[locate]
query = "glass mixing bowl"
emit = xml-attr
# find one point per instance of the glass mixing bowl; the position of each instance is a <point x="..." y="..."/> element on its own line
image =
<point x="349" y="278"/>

#####

# TASK DETAILS
Word for word, restate the line that contains "emit = xml-attr" and each line after it, up to and including the last line of the listing; include nothing else.

# TASK ANSWER
emit = xml-attr
# find one point per instance of the glass mixing bowl; the position of each instance is a <point x="..." y="..."/> element on its own line
image =
<point x="349" y="278"/>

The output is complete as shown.